* [Required tasks]:
a. Answer these questions using the article on the odds of Trump's impeachment:
(i) To what figure has Trump's approval rating dropped?
(ii) What two roles does the article give for Stephen Moore?
(iii) What does the federal lawsuit accuse Trump of doing?
b. Render this sentence from the article on Trump impeachment odds in Spanish: "His approval rating has drooped to 40 percent -- the lowest for any newly elected president since Gallup began measuring it -- and the FBI and four congressional committees are investigating alleged collusion between his associates and the Russian government."
c. Carry on the article about the odds of Trump's impeachment, starting after its final sentence.

* [Passage for review]:
-- Opening Marker --
Senator leading Russia investigation sets odds of Trump impeachment at 2-to-1
Donald Trump speaks to Fox News (screen grab)

President Donald Trump is deeply unpopular, and he's facing probes of his campaign ties to Russia and a myriad of ethical questions about his family business -- which could eventually prompt Republican lawmakers to dump him.


Trump's critics are already exploring impeachment or the invocation of the 25th Amendment, which allows the replacement of presidents who are deemed mentally unfit, and some lawmakers and other experts believe he's unlikely to finish his term, reported The New Yorker.

His approval rating has drooped to 40 percent -- the lowest for any newly elected president since Gallup began measuring it -- and the FBI and four congressional committees are investigating alleged collusion between his associates and the Russian government.

"You can’t govern this country with a forty-per-cent approval rate -- you just can’t," Stephen Moore, a senior economist at the Heritage Foundation and Trump campaign adviser, told the magazine. "Nobody in either party is going to bend over backwards for Trump if over half the country doesn’t approve of him. That, to me, should be a big warning sign."

The president has faced criticism for hiring his daughter and son-in-law as senior advisers, and a federal lawsuit has been filed accusing Trump of violating the Constitution's emoluments clause by retaining ownership of hotels, golf courses and other real estate developments around the world.
-- Closing Marker --
* [Data shown]:
-- Opening Marker --
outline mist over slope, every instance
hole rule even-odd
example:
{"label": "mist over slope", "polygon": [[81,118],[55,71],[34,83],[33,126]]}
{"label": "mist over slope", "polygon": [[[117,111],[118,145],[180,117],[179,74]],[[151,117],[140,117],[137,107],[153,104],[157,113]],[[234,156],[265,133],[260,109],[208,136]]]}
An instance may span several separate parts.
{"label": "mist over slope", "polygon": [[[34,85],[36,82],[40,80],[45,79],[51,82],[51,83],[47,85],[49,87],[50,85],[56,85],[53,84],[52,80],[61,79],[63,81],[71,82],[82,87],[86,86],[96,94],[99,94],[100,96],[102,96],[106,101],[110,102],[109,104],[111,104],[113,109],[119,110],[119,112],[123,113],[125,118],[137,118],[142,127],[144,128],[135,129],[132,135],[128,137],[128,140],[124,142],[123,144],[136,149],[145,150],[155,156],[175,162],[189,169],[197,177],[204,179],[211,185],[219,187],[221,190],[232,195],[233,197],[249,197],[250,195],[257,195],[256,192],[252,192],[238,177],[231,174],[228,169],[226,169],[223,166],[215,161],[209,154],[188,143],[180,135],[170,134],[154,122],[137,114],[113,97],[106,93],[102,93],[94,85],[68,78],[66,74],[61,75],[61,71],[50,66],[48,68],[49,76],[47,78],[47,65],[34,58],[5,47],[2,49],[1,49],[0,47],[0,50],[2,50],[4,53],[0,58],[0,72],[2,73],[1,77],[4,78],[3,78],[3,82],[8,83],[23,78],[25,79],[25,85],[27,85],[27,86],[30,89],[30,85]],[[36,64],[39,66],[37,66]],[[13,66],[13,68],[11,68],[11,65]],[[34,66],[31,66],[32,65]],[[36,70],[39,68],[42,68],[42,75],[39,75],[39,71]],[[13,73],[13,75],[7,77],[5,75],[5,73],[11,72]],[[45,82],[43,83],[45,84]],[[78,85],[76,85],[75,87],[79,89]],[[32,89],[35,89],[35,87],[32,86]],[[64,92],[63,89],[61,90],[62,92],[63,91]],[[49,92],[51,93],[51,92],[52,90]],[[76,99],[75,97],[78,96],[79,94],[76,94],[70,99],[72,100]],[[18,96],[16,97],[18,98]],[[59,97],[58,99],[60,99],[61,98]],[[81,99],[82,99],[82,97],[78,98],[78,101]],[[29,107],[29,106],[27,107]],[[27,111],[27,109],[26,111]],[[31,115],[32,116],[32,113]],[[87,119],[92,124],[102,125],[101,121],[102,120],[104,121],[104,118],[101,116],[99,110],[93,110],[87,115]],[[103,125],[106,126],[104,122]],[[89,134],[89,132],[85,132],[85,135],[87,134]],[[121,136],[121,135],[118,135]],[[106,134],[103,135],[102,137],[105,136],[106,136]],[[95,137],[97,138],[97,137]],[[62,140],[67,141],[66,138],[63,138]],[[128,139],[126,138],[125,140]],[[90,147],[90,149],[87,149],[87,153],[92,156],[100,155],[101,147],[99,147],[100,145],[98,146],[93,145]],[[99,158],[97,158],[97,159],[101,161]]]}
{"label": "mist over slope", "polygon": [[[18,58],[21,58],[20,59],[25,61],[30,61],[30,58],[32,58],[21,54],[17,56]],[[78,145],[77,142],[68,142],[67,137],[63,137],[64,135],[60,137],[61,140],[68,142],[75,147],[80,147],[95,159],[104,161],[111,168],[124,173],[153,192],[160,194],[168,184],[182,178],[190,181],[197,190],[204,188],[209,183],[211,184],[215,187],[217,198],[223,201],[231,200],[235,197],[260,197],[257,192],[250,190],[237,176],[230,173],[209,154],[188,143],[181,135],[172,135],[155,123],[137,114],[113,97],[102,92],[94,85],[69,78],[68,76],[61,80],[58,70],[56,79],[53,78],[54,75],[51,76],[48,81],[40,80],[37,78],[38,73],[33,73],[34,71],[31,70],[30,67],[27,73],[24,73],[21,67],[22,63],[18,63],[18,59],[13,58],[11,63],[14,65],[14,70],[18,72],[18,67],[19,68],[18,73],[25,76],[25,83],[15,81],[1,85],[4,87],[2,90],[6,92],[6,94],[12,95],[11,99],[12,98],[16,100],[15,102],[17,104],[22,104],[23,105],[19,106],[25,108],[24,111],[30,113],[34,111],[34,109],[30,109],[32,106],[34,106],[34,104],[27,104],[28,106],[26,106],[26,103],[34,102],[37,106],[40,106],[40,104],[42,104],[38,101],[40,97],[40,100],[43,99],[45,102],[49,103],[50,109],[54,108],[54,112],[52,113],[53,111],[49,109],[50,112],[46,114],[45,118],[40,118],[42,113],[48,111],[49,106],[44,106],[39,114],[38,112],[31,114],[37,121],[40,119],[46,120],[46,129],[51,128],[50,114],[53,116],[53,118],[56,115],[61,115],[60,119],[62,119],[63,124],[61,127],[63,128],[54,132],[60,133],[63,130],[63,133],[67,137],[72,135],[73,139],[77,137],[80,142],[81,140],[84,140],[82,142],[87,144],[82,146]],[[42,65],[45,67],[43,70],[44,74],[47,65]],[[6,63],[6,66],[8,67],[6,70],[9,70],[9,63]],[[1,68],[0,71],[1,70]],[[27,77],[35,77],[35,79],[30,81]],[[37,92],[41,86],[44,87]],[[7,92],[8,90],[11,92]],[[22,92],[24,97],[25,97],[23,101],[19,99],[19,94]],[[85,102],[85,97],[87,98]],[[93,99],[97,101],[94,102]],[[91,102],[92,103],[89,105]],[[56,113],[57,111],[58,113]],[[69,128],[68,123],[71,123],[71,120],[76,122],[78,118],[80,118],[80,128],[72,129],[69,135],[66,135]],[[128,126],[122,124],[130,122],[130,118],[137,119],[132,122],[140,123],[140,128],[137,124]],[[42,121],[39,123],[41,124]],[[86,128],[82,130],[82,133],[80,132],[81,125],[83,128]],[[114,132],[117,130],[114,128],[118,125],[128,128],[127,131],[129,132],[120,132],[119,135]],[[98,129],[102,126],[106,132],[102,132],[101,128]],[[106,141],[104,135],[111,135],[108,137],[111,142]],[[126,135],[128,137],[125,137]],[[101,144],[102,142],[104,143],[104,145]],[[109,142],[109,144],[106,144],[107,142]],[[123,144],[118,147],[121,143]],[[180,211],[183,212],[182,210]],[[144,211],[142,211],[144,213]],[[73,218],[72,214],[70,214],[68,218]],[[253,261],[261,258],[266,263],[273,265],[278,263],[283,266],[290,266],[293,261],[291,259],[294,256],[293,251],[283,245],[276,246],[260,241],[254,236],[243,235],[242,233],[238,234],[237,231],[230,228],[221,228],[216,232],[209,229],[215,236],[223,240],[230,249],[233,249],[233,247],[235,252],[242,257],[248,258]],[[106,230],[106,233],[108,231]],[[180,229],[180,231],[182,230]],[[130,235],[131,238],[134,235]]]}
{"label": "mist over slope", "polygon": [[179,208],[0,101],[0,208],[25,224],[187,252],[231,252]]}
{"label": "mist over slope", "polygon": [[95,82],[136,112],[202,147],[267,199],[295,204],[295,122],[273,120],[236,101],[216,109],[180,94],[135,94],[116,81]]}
-- Closing Marker --
* [Exercise results]:
a.
(i) 40 percent.
(ii) Senior economist at the Heritage Foundation and Trump campaign adviser.
(iii) Violating the Constitution's emoluments clause by retaining ownership of hotels, golf courses and other real estate developments around the world.

b. Su índice de aprobación ha caído al 40 por ciento —el más bajo de cualquier presidente recién elegido desde que Gallup comenzó a medirlo— y el FBI y cuatro comités del Congreso están investigando una supuesta colusión entre sus asociados y el gobierno ruso.

c.
"The reality is, he is governing as if he is the president of a Third World country," said Jerry Taylor, president of the libertarian Niskanen Center. "Power is held by family and incompetent loyalists whose main calling card is the fact that Donald Trump can trust them, not whether they have any expertise."

Sen. Mark Warner (D-VA), the ranking Democrat on the Senate Intelligence Committee, has privately told friends that he sets the odds at 2-to-1 that Trump will not complete his full term -- although he told The New Yorker he was not referring specifically to the Russia probe.

"My guess is that there’s only between 50 and 100 Republican members of the House that are truly enthusiastic about Donald Trump as president," said Taylor, head of the libertarian think tank. "The balance sees him as somewhere between a deep and dangerous embarrassment and a threat to the Constitution."

Several lawmakers have questioned Trump's mental capacity, and bills have been introduced in both the House and Senate that would give medical professionals more authority in assessing a president's fitness -- and not everyone agrees that invoking the 25th Amendment is more than a "liberal fantasy."

"I believe that invoking Section 4 of the 25th Amendment is no fantasy but an entirely plausible tool," said Laurence Tribe, professor of constitutional law at Harvard Law School. "Not immediately, but well before 2020.”